- _Lines of data_
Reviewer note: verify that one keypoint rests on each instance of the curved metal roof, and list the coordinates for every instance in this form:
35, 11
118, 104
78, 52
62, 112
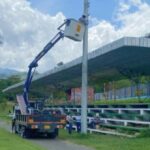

- _WHAT YOU ARE ASKED TO DO_
Please count how many lines of the material contain the string "keypoint", and give only that number.

- _REPLY TO THE TASK_
1